WHAT IS BEING ASKED> Set down, in full, every record in the block.

^^^^

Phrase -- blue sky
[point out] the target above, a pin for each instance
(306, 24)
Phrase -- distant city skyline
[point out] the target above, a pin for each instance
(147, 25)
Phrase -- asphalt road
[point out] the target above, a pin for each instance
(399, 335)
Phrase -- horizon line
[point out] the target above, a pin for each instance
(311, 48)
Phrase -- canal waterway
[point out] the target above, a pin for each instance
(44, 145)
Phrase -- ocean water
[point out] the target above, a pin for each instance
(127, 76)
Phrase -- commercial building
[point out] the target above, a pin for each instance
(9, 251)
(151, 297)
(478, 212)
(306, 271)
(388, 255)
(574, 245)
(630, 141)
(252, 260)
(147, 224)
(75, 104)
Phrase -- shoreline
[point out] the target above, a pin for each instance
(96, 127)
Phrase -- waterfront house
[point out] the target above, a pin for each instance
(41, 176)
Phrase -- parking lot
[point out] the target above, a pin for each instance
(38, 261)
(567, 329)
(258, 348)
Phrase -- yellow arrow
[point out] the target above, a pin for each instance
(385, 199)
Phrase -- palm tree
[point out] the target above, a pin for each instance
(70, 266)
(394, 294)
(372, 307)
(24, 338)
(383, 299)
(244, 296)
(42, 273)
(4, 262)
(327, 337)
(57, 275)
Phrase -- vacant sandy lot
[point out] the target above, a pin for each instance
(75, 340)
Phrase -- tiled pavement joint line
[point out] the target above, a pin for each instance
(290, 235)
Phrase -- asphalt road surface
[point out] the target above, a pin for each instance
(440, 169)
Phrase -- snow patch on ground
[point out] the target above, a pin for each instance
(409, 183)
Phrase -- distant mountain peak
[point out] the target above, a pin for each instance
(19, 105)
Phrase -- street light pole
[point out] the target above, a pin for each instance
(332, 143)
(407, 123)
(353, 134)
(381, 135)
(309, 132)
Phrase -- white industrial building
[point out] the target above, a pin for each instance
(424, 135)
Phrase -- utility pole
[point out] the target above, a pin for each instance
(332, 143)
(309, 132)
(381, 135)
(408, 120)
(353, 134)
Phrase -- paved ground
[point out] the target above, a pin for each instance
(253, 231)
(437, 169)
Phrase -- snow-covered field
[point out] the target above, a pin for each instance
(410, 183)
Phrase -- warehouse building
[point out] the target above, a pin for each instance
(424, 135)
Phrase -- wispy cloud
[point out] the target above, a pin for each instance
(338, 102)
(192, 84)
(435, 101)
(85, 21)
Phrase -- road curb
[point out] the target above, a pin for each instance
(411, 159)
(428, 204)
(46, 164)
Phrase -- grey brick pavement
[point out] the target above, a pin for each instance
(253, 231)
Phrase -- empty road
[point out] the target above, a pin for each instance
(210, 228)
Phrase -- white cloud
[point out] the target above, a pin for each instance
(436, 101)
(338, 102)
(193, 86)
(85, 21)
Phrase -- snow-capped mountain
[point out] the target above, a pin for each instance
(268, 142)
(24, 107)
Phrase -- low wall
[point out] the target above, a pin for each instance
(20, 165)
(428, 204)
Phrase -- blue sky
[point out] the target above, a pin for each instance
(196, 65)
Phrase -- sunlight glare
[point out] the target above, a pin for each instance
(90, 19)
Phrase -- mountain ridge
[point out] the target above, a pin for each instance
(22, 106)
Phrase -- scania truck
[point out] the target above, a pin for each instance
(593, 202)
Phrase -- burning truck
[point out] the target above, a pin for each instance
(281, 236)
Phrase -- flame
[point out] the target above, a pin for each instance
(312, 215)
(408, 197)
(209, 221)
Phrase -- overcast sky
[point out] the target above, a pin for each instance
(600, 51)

^^^^

RESULT>
Phrase -- blue sky
[point out] the target above, a pin for each instance
(306, 24)
Phrase -- distant city skyline
[point out] the target above, a pin for each instance
(147, 25)
Phrase -- asphalt road
[point out] the target above, a pin for each instance
(399, 335)
Phrase -- horizon line
[point out] the target above, a pin for each instance
(311, 48)
Phrase -- canal waterway
[point out] the target above, a pin for each instance
(44, 145)
Phrase -- ocean water
[point out] the target above, a pin for each instance
(127, 76)
Phrase -- commercial building
[point out] the target above, a pin for each instance
(9, 251)
(151, 297)
(478, 212)
(306, 271)
(388, 255)
(574, 245)
(630, 141)
(252, 260)
(147, 224)
(75, 104)
Phrase -- shoreline
[point out] the target above, a pin for each instance
(96, 127)
Phrase -- waterfront house
[point out] the target above, a pin for each instance
(41, 176)
Phrase -- parking lot
[point out] the target above, a pin for each instance
(38, 261)
(567, 329)
(258, 348)
Phrase -- yellow arrow
[point out] the target above, a pin for each instance
(385, 199)
Phrase -- palm tree
[point out] the target above, a pin for each instance
(70, 266)
(394, 294)
(372, 307)
(24, 338)
(383, 299)
(244, 296)
(42, 273)
(4, 262)
(327, 337)
(57, 275)
Phrase -- vacant sandy lot
[point out] the target above, a pin for each instance
(75, 340)
Phrase -- tiled pavement joint line
[point out] the target above, a pin for each instance
(290, 235)
Phrase -- asphalt road surface
[point out] the target above, a pin for each instance
(440, 169)
Phrase -- snow patch on ground
[point out] the target above, a pin for each instance
(409, 183)
Phrase -- distant mountain peak
[point out] the target above, a pin for each instance
(19, 105)
Phrase -- street light pole
[point out] the target above, a pin for each instance
(332, 143)
(407, 123)
(353, 134)
(381, 135)
(309, 132)
Phrase -- white industrial building
[point out] the target above, a pin for each instance
(424, 135)
Phrase -- utility pole
[point out] the target above, a pin for each instance
(332, 143)
(309, 132)
(381, 135)
(408, 120)
(353, 134)
Phrase -- paved ground
[point out] the target above, a pin for each instance
(253, 231)
(437, 169)
Phrase -- snow-covered field
[point out] the target above, a pin for each instance
(410, 183)
Phrase -- warehouse building
[point out] the target above, a pin for each instance
(424, 135)
Phrase -- wispy cloud
[point out] the target above, a pin for each instance
(338, 102)
(192, 84)
(435, 101)
(85, 21)
Phrase -- road curb
[point out] the target above, a pin for each instance
(411, 159)
(428, 204)
(46, 164)
Phrase -- grey brick pavement
[point out] the target above, a pin for each instance
(253, 231)
Phrase -- empty road
[point out] the target above, a pin for each instance
(210, 228)
Phrase -- white cloud
[point out] the target above, a pin for each instance
(436, 101)
(338, 102)
(193, 86)
(85, 21)
Phrase -- snow-capped mountain
[point out] the target above, a pin for each instance
(268, 142)
(24, 107)
Phrase -- low wall
[point out] the target above, a pin for each instance
(20, 165)
(428, 204)
Phrase -- blue sky
[point out] the target above, a pin for each instance
(196, 65)
Phrase -- sunlight glare
[point out] the target above, a pin for each instance
(90, 19)
Phrase -- mountain ridge
[point out] the target above, a pin for each instance
(22, 106)
Phrase -- scania truck
[point out] the target above, a pin for each instance
(593, 202)
Phrase -- burning truck
[point out] the target above, a pin for each instance
(281, 236)
Phrase -- flame
[point out] the target above, a pin for each instance
(312, 215)
(408, 197)
(209, 221)
Phrase -- overcast sky
[point out] the target above, a pin for each instance
(600, 51)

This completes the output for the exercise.